Selected extract:
........
In friendly conversation with Texas Republican Ted Cruz, Samuels pointed to a decrease in the Bureau of Prisons’ use of isolation. “Since the hearing in 2012,” he said, “we have reduced the restricted housing population by over 25 percent. Within the last year, we have gone from 13.5 percent to 6.5 percent.” (The numbers do not come close to computing, and the BOP did not immediately respond to Solitary Watch’s request for clarification.)  Samuels also contended that “94 percent of the inmates within our system have no mental illness,” and only 555 federal prisoners had serious mental illness requiring “intensive treatment.” Samuels did not say how many of the 555 were in restricted housing, and no one asked.

In federal facilities, then, the total number of individuals in solitary who fall into the categories Durbin identified — children, pregnant women, and people with “serious and persistent mental illness” — is no more than a few hundred. This in a prison system where, according to its own director, close to 14,000 people are in some form of isolation.

On the other hand, Samuels told Cruz, there remain a lot of dangerous prisoners in the system who justify the use of solitary. “We have over 20,000 gang members in our system. They are watching this hearing, they are watching our testimony very, very closely, for the reason being if they see that we will lower our standards… it puts our staff at risk, it puts other inmates at risk.”

The BOP director’s only challenging exchange took place with Minnesota Democrat Al Franken, when the Minnesota Democrat asked him the size of “an average cell in solitary confinement.” After stuttering and prevaricating, Samuels shrugged and guessed “6 by 4″ — an area smaller than a full-sized bed. (The actual dimensions are 7′ x 10′, closer to the size of an elevator.) It was a YouTube moment, embarrassing for the BOP. But in general, Samuels had acquitted himself well under softball questioning by subcommittee members.

The panel of expert witnesses, too, seemed designed to support the agenda of the day, and lacked the intensity of the panel at the 2012 hearing. Rick Raemisch, the Colorado prisons director who recently distinguished himself by spending a night in solitary and writing about it in the New York Times, looked highly enlightened compared with most prison officials. He declared solitary confinement to be “overused, misused, and abused,” and said he had cut Colorado’s use of administrative segregation in half.
........
Data lines:
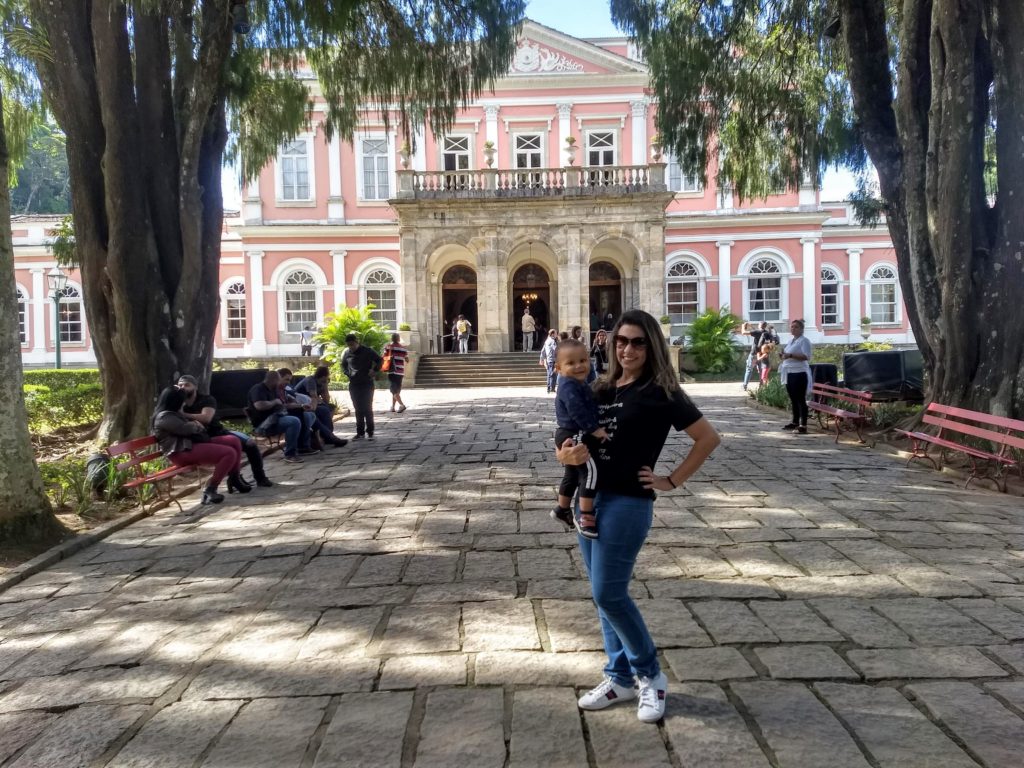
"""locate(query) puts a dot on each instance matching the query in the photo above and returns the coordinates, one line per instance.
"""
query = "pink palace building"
(549, 192)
........
Tasks:
- 1) List every percentage figure that appears in the solitary confinement article above.
- 2) In the solitary confinement article above, what are the actual dimensions of a solitary confinement cell?

Answers given:
- 1)
over 25 percent
13.5 percent
6.5 percent
94 percent

- 2) 7′ x 10′